Here's what you do with Beltran: Start him on the West Coast trip so he can get some at-bats and show everyone he's healthy and good to go... then you TRADE HIM. Yes, it will be tough to unload his salary on another team, but what contender wouldn't want his bat in their lineup? Give us a front-line starter in return (Ted Lilly or Javier Vazquez would do just nicely) and he's yours. Let him mess up YOUR clubhouse. If we dump Beltran and make a run, I'll be quite pleased. Otherwise, it's the original goal for 2010: just finish above .500.

We lost George Steinbrenner today. Now we can certainly pin a lot of the evils of the game on Steinbrenner: the out-of-control player salaries, the corresponding inflation of ticket prices, the gulf between baseball's haves and have-nots... but there's no denying he changed the game in his over three decades as Yankees owner. He gave us the Bronx Zoo, he gave us Billy Martin as manager (5 different times), he gave us the YES network (a.k.a. Al-Yankazeera). He also made the Yankees important and relevant again on 2 different occasions, in the late 70s when the Zoo was in peak form, and again in the late 90s when the latest Yankees dynasty began. They are the most storied franchise in the game, and when they are winning, more people pay attention to baseball. During the hockey playoffs this year, I rooted for Montreal to at least make the Stanley Cup Finals, not because I particularly liked the Canadiens, but because they are the NHL's most storied franchise, they haven't won a cup in nearly 20 years, and if and when they win another, it will only be good for hockey. As it was, we had one hell of a Finals matchup and hockey's popularity continues to grow, but a Montreal championship would also be great for the sport. The same thing as the Yankees.

Steinbrenner was not the first bombastic sports owner. We had Charlie Finley in Kansas City and later in Oakland, where he was joined by Al Davis. We had Jack Kent Cooke with the Redskins and LA's Lakers and Kings, Bill Veeck with the many teams he owned, and Howard Ballard with the NHL's Toronto Maple Leafs. But it seems like Steinbrenner is the yardstick by which they are measured today. We look at Peter Angelos in Baltimore as a Steinbrenner wanna-be who was good for about 5 years but hasn't been able to get out of his own way since. We look at Daniel Snyder's Redskins and wonder if they'll ever make a Super Bowl under his constant meddling. We look at Dan Gilbert's remarks about LeBron James (more on that shortly) and immediately wonder if that's something Steinbrenner would have said had a big-name free agent bolted on him. The man hated to lose, so he did whatever he could to keep that from happening and sometimes that may have been too much, but you can't argue with the ultimate results. Someday soon, he should be enshrined in Cooperstown. RIP Boss...

Now, back to the LeBron-a-thon because unfortunately it won't end. Any casual sports fan could have taken Dan Gilbert's "letter to the fans" as petulant and outrageous and been done with it... maybe after laughing about the fact that the guy used Comic Sans (the most easily mocked font there is). But not Jesse Jackson. Apparently he felt he hadn't been relevant in a while, so it was time to say something controversial, like his remark about Barack Obama's cojones. But to say that Gilbert was acting like LeBron was a runaway slave? That is just idiotic, and I would go so far as to say what Rev. Jackson said was itself racist. I know there are those who don't believe minorities can be racist because they don't have the societal instruments of power, but that world no longer exists. If we really are a "post-racial" society in the age of Obama, then we can do without comments like Jackson's.

——

Task set:
- a) Answer these questions using the sports blog post:
(i) Which two pitchers does the writer name as acceptable front-line starters in a trade for Beltran?
(ii) How many different times did Steinbrenner make Billy Martin manager?
(iii) What font did Dan Gilbert use in his letter to the fans?
- b) Repeat the passage of the sports blog post starting at "Here's what you" and ending at "finish above .500.".
- c) Write what comes next in the sports blog post, picking up after its final sentence.
The records have no connection to the text above.

——

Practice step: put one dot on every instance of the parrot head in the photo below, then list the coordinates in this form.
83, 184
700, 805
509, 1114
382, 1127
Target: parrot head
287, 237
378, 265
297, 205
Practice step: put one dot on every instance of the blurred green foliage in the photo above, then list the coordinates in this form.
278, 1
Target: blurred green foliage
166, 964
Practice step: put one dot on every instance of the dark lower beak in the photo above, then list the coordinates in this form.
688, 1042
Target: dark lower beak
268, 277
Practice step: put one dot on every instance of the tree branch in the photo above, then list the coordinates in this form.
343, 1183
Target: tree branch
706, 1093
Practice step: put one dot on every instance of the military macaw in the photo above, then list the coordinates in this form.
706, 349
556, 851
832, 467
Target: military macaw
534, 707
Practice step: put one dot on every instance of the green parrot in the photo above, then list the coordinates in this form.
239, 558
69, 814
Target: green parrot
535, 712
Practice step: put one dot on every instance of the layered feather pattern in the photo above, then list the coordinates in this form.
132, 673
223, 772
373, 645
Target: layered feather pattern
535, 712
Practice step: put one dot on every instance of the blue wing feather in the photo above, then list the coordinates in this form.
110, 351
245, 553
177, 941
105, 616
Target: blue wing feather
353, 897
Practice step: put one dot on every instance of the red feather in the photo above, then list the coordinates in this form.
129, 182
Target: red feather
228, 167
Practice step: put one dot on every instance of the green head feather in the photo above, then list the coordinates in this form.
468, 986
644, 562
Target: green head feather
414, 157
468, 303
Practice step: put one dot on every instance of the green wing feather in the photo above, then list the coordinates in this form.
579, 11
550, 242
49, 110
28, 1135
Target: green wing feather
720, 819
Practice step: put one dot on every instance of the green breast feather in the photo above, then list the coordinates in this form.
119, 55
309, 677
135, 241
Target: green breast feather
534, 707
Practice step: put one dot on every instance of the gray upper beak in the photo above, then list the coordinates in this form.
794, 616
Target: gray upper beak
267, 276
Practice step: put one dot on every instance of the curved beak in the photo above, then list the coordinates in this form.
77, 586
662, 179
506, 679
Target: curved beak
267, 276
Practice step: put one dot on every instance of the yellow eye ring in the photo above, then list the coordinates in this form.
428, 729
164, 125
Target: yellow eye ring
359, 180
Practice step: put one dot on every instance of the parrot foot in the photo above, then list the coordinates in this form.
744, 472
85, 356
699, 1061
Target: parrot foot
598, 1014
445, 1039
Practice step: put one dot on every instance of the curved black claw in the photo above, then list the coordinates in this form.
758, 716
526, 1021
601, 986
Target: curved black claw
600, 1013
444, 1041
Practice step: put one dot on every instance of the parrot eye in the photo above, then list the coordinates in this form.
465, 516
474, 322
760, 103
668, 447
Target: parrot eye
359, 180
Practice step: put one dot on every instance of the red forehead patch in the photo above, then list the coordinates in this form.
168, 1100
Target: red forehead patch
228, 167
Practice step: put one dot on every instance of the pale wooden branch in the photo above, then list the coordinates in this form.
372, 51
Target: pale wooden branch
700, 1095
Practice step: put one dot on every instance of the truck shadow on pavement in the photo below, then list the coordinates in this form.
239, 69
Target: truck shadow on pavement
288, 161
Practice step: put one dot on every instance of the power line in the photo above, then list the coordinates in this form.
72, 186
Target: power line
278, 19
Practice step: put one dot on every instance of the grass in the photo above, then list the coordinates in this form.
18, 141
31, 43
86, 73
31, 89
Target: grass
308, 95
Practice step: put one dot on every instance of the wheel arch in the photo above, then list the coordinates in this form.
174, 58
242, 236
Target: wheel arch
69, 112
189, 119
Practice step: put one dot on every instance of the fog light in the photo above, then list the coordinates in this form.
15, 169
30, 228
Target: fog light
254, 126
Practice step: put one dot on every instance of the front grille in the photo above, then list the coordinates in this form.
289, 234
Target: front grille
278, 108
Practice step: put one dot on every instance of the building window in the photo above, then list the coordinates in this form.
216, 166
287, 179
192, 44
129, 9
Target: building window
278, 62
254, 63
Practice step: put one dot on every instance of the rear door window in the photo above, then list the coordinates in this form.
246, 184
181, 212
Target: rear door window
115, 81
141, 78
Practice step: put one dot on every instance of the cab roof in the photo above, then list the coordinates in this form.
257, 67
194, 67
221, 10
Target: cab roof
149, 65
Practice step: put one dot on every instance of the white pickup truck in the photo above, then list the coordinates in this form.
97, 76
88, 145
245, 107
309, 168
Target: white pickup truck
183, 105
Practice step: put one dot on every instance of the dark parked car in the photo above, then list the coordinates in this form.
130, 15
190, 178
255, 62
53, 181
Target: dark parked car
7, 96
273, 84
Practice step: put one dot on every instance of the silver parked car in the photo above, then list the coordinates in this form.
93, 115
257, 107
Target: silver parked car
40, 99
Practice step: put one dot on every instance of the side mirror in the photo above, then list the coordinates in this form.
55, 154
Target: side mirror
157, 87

——

Answers per task:
- a)
(i) Ted Lilly or Javier Vazquez
(ii) 5
(iii) Comic Sans

- b)
Here's what you do with Beltran: Start him on the West Coast trip so he can get some at-bats and show everyone he's healthy and good to go... then you TRADE HIM. Yes, it will be tough to unload his salary on another team, but what contender wouldn't want his bat in their lineup? Give us a front-line starter in return (Ted Lilly or Javier Vazquez would do just nicely) and he's yours. Let him mess up YOUR clubhouse. If we dump Beltran and make a run, I'll be quite pleased. Otherwise, it's the original goal for 2010: just finish above .500.

- c)
And the worst part about it is IT KEEPS US TALKING ABOUT LEBRON JAMES!!! It's bad enough that the last few days have seen the usual "woe is us" media hand-wringing about the ESPN special and how much media attention is too much. When the media asks, "Why do we keep talking about this?" what they fail to see is THEY'RE STILL TALKING ABOUT IT!!! There's a theory in media called "agenda-setting", which states that when the media talk about something, we the public talk about it. Well there's got to be a flip side of that... if the media just shut up and stopped talking about something, maybe we would stop talking about it too. Perhaps now would be a good time to test that out. Of course, now that anyone can be "the media" through Twitter or Facebook (or blogs), it's pretty hard to stuff the genie back in the bottle on any topic anymore once it's out there...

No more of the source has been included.